──────── Extracted records

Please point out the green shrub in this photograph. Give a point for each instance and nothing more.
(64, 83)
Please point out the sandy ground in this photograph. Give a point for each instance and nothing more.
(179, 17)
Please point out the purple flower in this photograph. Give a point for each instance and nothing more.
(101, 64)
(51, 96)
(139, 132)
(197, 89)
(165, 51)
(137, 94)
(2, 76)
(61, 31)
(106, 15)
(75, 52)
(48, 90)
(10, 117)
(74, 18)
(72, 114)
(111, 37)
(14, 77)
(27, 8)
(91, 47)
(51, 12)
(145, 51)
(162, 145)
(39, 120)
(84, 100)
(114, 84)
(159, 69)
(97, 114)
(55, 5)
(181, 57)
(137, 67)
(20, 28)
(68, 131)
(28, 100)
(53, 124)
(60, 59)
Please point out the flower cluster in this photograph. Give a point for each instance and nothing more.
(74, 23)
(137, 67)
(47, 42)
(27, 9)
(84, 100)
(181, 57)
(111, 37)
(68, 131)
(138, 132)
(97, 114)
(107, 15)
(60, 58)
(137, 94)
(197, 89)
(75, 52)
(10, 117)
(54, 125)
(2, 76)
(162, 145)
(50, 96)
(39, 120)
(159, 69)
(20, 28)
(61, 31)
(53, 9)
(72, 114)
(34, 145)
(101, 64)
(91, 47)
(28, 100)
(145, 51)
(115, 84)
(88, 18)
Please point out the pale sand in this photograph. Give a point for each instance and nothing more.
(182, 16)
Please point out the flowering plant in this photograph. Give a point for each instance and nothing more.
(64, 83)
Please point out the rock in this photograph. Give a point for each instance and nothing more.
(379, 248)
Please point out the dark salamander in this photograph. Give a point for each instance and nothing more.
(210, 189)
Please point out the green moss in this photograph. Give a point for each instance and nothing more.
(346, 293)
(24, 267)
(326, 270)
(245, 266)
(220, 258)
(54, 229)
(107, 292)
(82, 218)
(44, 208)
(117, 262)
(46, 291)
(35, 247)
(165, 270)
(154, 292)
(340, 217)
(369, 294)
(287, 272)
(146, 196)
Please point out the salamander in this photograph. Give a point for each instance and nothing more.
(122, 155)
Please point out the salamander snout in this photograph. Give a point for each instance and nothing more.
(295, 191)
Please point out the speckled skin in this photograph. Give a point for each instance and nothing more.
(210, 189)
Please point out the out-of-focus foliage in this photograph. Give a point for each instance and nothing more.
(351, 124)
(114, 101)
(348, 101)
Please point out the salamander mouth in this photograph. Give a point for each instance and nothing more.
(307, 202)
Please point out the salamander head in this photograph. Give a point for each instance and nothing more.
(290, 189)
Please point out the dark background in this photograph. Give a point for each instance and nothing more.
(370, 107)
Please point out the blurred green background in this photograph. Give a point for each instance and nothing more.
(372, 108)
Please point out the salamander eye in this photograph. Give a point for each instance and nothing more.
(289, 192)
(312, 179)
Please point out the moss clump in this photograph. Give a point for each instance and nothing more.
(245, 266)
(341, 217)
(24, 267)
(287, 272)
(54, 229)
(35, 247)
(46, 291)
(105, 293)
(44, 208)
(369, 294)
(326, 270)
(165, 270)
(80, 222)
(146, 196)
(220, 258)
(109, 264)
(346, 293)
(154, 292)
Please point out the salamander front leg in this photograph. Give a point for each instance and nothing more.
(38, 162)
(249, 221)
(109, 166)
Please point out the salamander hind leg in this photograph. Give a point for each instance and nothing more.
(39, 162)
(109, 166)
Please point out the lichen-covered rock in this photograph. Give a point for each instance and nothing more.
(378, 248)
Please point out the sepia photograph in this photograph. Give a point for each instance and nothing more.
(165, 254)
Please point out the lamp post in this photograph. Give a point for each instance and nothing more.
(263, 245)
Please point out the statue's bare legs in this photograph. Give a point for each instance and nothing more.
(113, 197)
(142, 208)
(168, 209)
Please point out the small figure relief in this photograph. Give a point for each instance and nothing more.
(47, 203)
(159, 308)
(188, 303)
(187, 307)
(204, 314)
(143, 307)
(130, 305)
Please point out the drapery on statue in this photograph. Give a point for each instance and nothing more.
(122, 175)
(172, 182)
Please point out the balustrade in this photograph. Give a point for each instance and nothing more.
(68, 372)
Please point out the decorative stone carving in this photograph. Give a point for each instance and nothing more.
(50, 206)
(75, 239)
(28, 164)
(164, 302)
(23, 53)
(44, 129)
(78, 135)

────────────────

Retype all of the material above, keeping every line unchanged.

* _Response below_
Please point out the green shrub in this photograph. Give a point for each instance and nothing more.
(64, 83)
Please point out the sandy ground in this photograph. Give a point for each instance and nothing more.
(179, 17)
Please point out the purple flower in this photograph. Give a point for each instance and nothing more.
(101, 64)
(51, 96)
(139, 132)
(197, 89)
(165, 51)
(137, 94)
(2, 76)
(61, 31)
(106, 15)
(75, 52)
(48, 90)
(10, 117)
(74, 18)
(72, 114)
(111, 37)
(14, 77)
(27, 8)
(91, 47)
(51, 12)
(145, 51)
(162, 145)
(39, 120)
(84, 100)
(114, 84)
(159, 69)
(97, 114)
(55, 5)
(181, 57)
(137, 67)
(20, 28)
(68, 131)
(28, 100)
(53, 124)
(60, 59)
Please point out the flower cluster in this photograph. Give a point for each instance and nothing more.
(74, 23)
(137, 67)
(47, 42)
(27, 9)
(84, 100)
(181, 57)
(111, 37)
(68, 131)
(138, 132)
(97, 114)
(107, 15)
(60, 58)
(137, 94)
(197, 89)
(75, 52)
(10, 117)
(54, 125)
(2, 76)
(162, 145)
(50, 96)
(39, 120)
(159, 69)
(20, 28)
(61, 31)
(53, 9)
(72, 114)
(34, 145)
(101, 64)
(91, 47)
(28, 100)
(145, 51)
(115, 84)
(88, 18)
Please point out the pale sand in this photograph. Give a point for each instance and nothing more.
(182, 16)
Please point out the flowering plant in this photograph. Give a point for each instance and nothing more.
(64, 83)
Please point out the rock in this photograph. Give a point for each instance and nothing more.
(379, 248)
Please point out the dark salamander in this photograph. Give a point for each instance and nothing more.
(210, 189)
Please point out the green moss in this photograph. Give a point for each instance and nothing more.
(346, 293)
(24, 267)
(326, 270)
(245, 266)
(220, 258)
(54, 229)
(107, 292)
(82, 218)
(44, 208)
(117, 262)
(46, 291)
(35, 247)
(165, 270)
(154, 292)
(340, 217)
(369, 294)
(287, 272)
(146, 196)
Please point out the salamander in this photograph. Give a point for each instance and nothing more.
(122, 155)
Please point out the salamander snout in this photograph. Give a point for each instance and nothing more.
(295, 191)
Please point out the speckled skin in this photograph. Give a point for each instance and nothing more.
(210, 189)
Please point out the out-of-focus foliage in this photograph. Give a point for each instance and nothing more.
(351, 124)
(114, 101)
(348, 101)
Please point out the salamander mouth in this photograph. Give a point for each instance and nothing more.
(307, 202)
Please point out the salamander head in this photograph. Give a point for each instance and nothing more.
(290, 189)
Please point out the dark background in this photograph. Give a point for each instance and nothing more.
(370, 107)
Please point out the blurred green background in this photograph. Give a point for each instance and nothing more.
(372, 108)
Please point out the salamander eye in this photograph. Give a point for each instance and nothing more.
(289, 192)
(312, 179)
Please point out the moss clump in this photograph. Give a point for each instance and nothing more.
(245, 266)
(341, 217)
(24, 267)
(287, 272)
(54, 229)
(35, 247)
(46, 291)
(105, 293)
(44, 208)
(369, 294)
(326, 270)
(165, 270)
(80, 222)
(146, 196)
(220, 258)
(109, 264)
(346, 293)
(154, 292)
Please point out the salamander front leg in this photograph. Give a point for each instance and nothing more.
(38, 162)
(249, 221)
(109, 166)
Please point out the salamander hind leg in this photograph. Give a point for each instance and nothing more.
(39, 162)
(109, 166)
Please point out the lichen-covered rock in this photograph. Give a point for each instance and nothing more.
(378, 248)
Please point out the sepia photograph in this photograph. Give a point for each instance and nothing more.
(165, 254)
Please point out the lamp post in this photograph. Give a point for each instance and nothing more.
(263, 245)
Please point out the statue's bare legs in this photograph. Give a point for each instance and nothing more.
(113, 197)
(142, 208)
(168, 209)
Please point out the small figure relief in this photograph. Give a point for each instance and nothing more.
(47, 203)
(159, 308)
(188, 303)
(187, 307)
(204, 314)
(143, 307)
(130, 305)
Please point out the drapery on statue in this photograph. Give a point for each instance and nothing more.
(122, 175)
(172, 182)
Please point out the balustrade in this photograph. Give a point for each instance and nothing more.
(68, 372)
Please point out the decorative stone carving in this photograph. Give a point for each instance and nothing more.
(50, 206)
(75, 239)
(28, 164)
(164, 302)
(23, 53)
(44, 129)
(78, 135)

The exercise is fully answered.